▶ **Aim**:
Write the next part of the column about Sri Lanka below, picking up right after its final sentence.

Author : Royston Ellis

Best of the West

From October to March, the beaches on the west coast of Sri Lanka are the best. Whether you like broad strands of sand to jog along at the sea’s edge, soaring waves to surf as they splash on the shore, intimate coves for private sunbathing, or beaches lined with seafood cafés and bars, the beaches along the west coast are amazing, sunny playgrounds for visitors to Sri Lanka.

 

Being so close to the Equator, Sri Lanka’s seasons are not well defined, and there is no cool winter. The main difference in seasons is caused by the monsoons and it is from October to March (as the winds blow from east to west) that the sun shines daily, the sea is calm and along the west coast the beaches are sandy.

 

The beaches begin at the Kalpitiya peninsular, embracing the Puttalam lagoon, which is emerging as an eco-compatible resort. For fun with hectic after-beach action close to the airport, Negombo is the choice. The closest beach to Colombo is at Mount Lavinia, 12km south of the city, where locals and tourists happily mingle.

 

To the south, by train or road, is Kalutara where a prominent landmark is the shining white stupa of the historic Kalutara Bodhiya south of the Kalu Ganga (river). Near the northern bank, the Calido Beach adjoins a thin strip of land that runs between the Kalu Ganga and the Indian Ocean. There are coves along the coast down to Beruwala a small coastal town 58km south of Colombo that has a long stretch of beach as well as a flourishing early morning fish market.

 
The beach at Bentota

The beach at Bentota

 

The queen of the west coast beaches is Bentota, famous as a sprawling seaside resort set under an endless canopy of palm trees. It is considered to be the water sport capital of Sri Lanka since it has a large lagoon ideal for all kinds of water sports, and plenty of hotels. To its south, the beach stretch at Induruwa sports independent places to stay, but the sea can be treacherous.

 

The ultimate beach playground for the young-at-heart is Hikkaduwa, 97km south of Colombo, renowned for its after-beach activities with dozens of small cafés, bars and seafood restaurants.

 

Memory Walk
People parading along the streets holding placards aloft and chanting slogans from a script are a familiar sight in Colombo, whether they’re students griping or union members protesting. Last month, though, there was a different kind of march, a Memory Walk supporting the work of the Lanka Alzheimer’s Foundation (LAF). This was the 12th Annual Memory Walk of the local charity set up to raise funds and awareness to help those with Alzheimer’s or suffering from dementia.

▶ **Extracted data**:

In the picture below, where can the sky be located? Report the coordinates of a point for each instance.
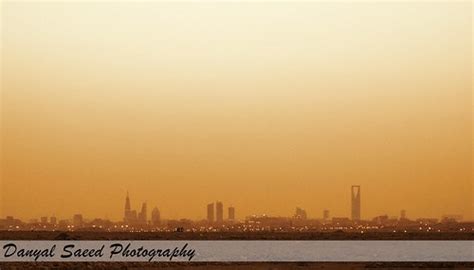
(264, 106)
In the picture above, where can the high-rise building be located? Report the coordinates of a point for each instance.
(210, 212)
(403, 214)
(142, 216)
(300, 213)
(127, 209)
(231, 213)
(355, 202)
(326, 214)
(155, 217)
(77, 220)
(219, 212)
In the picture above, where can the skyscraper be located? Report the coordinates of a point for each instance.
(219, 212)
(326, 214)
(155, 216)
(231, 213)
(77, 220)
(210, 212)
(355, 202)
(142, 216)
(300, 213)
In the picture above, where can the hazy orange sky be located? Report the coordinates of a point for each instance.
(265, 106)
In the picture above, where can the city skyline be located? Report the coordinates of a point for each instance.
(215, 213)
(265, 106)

--

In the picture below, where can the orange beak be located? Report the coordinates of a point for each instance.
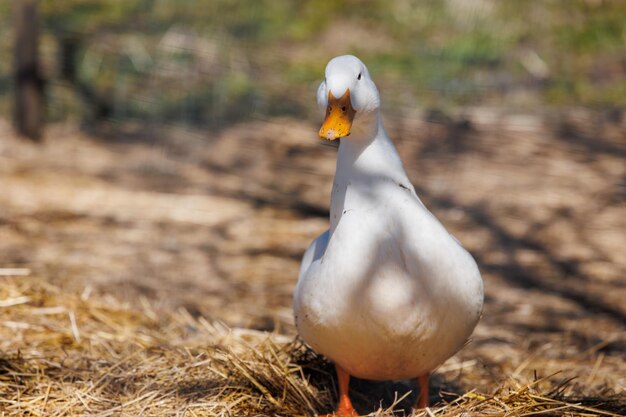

▶ **Response for this exercise**:
 
Walking for a good cause

Walking for a good cause

 

There is little public awareness and a certain amount of stigma in Sri Lanka about having Alzheimer’s or dementia, which a hardworking group of dedicated volunteers is doing its best to address, as well as to provide care for those afflicted and training for carers. From funds raised the members of LAF have built and operate an activity centre at 110 Ketawalamulla Lane, Colombo 10; visitors welcome by arrangement: www.alzlanka.org

 
Elders love ice cream too

Elders love ice cream too

 

Despite the early morning rain, a large number of supporters turned up for the 5-km walk to the Cinnamon Grand Hotel where a treat was provided for the elders whom the LAF supports. A mobile DJ vehicle provided music throughout the walk adding encouragement. At the hotel, placards in the three languages proclaimed the message of the Foundation’s mission.

 
The walk’s end

The walk’s end

 

Plus plus
This word, repeated twice, is one you’re going to hear frequently in Sri Lanka. It refers to the additions on hotel and restaurant bills. It is signalled either by a sneaky little footnote in very small print at the bottom of a menu warning that service charge and taxes will be added to the cost of every item. Or the price list simply states ++ (plus plus).

 

While travellers are accustomed to the compulsory imposition of a service charge (even when the service is lamentable), the addition of a further amount – it can be as much as 17% because of national and local taxes – comes as a surprise. If the service is genuinely commendable, it’s worth pressing an additional 5% (but in cash, not adding it to the credit card chit) into the server’s hand.

 

A few establishments have realised customers do not like the price of a coffee or cake being billed at nearly 30% more than the menu price, so have adopted the phrase “nett.” This means tips and taxes are included in the quoted price. (But it’s still a good idea to slip a cash tip of up to 5% to the server.)

 

Yal Devi returns

 
Northbound train at Pallai

Northbound train at Pallai

 

No, this does not refer to the return of a Hindu goddess, but to a famous train, the Yal Devi, that ran from 1956 to 1990 from Colombo to Jaffna in the north. The train was stopped as war raged and the track torn up, but this month Yal Devi resumes service to Jaffna from Colombo via Anuradhapura and Pallai. The destroyed track was re-laid and stations built with assistance from India. The new broad gauge (5’6”) track permits travel at 100kph (62mph). The train leaves Colombo every morning at 05.45 for the 393km (245 miles) run; there is 1st, 2nd & 3rd class accommodation.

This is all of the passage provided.